Directives:
A. From the Spring Batch job repository documentation, list every value that the text gives as an option for the databaseType property.
B. Write a continuation of the Spring Batch job repository documentation, picking up right after its final line.

4.3.2.1. JobRepositoryFactoryBean

Including the incrementers, which must be database specific, the configuration above is verbose. In order to make this more manageable, the framework provides a FactoryBean for convenience: JobRepositoryFactoryBean.

  <bean id="jobRepository"
        class="org.springframework.batch.execution.repository.JobRepositoryFactoryBean"
    <property name="databaseType" value="hsql" /> 
    <property name="dataSource" value="dataSource" />
  </bean>

The databaseType property indicates the type of incrementer that must be used. Options include: "db2", "derby", "hsql", "mysql", "oracle", and "postgres".

4.3.2.2. In-Memory Repository

There are scenarios in which you may not want to persist your domain objects to the database. One reason may be speed, storing domain objects at each commit point takes extra time. Another reason may be that you just don't need to persist status for a particular job. Spring batch provides a solution:

  <bean id="jobRepository" class="org.springframework.batch.core.repository.support.SimpleJobRepository">
    <constructor-arg ref="mapJobInstanceDao" />
    <constructor-arg ref="mapJobExecutionDao" />
    <constructor-arg ref="mapJtepExecutionDao" />
  </bean>

  <bean id="mapJobInstanceDao"
        class="org.springframework.batch.execution.repository.dao.MapJobInstanceDao" />

  <bean id="mapJobExecutionDao"
        class="org.springframework.batch.execution.repository.dao.MapJobExecutionDao" />

  <bean id="mapStepExecutionDao"
        class="org.springframework.batch.execution.repository.dao.MapStepExecutionDao" />

The Map* DAO implementations store the batch artifacts in a transactional map. So, the repository and DAOs may still be used normally, and are transactionally sound, but their contents will be lost when the class is destroyed.

4.3.2.2.1. Transaction Configuration For the JobRepository

If the JDBC daos are used with the JobRepository it is also essential to configure the transactional behaviour of the repository. This is to ensure that the batch meta data, including state that is necessary for restarts after a failure, is persisted correctly. The behaviour of the framework is not well defined if the repository methods are not transactional.

The Spring Batch samples have a simple-job-launcher-context.xml configuration file that contains the necessary details. Here is the relevant section:

<aop:config>
    <aop:advisor 
        pointcut="execution(* org.springframework.batch.core..*Repository+.*(..))"

(Labeled-object pointing entries)
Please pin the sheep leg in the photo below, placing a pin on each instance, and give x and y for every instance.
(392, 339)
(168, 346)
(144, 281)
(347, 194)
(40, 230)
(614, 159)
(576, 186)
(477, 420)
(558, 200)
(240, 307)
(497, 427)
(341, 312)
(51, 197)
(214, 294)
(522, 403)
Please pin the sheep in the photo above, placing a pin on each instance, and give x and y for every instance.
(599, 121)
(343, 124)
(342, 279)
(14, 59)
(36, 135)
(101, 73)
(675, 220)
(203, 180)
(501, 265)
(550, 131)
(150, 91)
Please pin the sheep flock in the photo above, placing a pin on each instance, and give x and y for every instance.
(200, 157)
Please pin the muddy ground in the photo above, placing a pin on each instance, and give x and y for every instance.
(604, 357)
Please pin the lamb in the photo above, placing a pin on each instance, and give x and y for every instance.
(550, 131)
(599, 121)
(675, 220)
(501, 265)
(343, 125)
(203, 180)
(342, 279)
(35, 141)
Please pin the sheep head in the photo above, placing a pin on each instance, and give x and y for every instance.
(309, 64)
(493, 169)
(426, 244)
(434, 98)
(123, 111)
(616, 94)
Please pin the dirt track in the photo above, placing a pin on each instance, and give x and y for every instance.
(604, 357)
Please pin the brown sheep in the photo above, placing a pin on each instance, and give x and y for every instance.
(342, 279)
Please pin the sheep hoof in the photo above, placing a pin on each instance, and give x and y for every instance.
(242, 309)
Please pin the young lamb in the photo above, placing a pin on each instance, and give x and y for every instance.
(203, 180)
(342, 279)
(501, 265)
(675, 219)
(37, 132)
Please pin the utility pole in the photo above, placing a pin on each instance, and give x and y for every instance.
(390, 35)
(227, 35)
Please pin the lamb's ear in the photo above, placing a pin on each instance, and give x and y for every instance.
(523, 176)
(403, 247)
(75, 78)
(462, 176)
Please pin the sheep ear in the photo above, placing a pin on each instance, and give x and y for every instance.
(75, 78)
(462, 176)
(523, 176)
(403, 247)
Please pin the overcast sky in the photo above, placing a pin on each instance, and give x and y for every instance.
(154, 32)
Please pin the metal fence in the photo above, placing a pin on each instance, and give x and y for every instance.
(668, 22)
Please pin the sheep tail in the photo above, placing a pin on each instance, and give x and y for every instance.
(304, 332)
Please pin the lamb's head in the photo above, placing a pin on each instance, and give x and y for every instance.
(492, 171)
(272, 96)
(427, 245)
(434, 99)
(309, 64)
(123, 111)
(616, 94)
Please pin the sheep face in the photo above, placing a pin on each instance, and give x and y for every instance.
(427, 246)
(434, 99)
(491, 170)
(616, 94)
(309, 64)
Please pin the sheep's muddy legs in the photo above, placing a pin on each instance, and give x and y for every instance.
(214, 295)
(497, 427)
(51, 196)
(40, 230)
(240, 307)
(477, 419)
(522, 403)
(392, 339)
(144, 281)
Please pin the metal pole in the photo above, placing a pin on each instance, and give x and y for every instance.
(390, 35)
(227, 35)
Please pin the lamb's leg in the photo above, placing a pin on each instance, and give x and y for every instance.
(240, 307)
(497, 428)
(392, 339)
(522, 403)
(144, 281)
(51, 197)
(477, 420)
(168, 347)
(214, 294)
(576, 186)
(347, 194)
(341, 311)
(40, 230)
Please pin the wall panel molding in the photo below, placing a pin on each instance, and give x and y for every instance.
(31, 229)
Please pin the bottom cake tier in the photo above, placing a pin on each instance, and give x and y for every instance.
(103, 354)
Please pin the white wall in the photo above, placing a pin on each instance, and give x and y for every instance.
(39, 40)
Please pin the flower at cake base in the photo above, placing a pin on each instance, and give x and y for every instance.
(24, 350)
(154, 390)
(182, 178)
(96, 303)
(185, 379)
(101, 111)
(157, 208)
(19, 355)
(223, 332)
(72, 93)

Written answers:
A. "db2", "derby", "hsql", "mysql", "oracle", "postgres"

B.
    <advice-ref="txAdvice" />
</aop:config>

<tx:advice id="txAdvice" transaction-manager="transactionManager">
    <tx:attributes>
        <tx:method name="create*" propagation="REQUIRES_NEW" isolation="SERIALIZABLE" />
        <tx:method name="*" />
    </tx:attributes>
</tx:advice>

This fragment can be used as is, with almost no changes. The isolation level in the create* method attiributes is specified to ensure that when jobs are launched there if two processes are trying to launch the same job at the same time, only one will succeed. This is quite aggressive, and READ_COMMITTED would work just as well; READ_UNCOMMITTED would be fine if two processes are not likely to collide in this way. However, since a call to the create* method is quite short, it is unlikely that the SERIALIZED will cause problems, as long as the database platform supports it.

Remember also to include the appropiate namespace declarations and to make sure spring-tx and spring-aop (or the whole of spring) is on the classpath.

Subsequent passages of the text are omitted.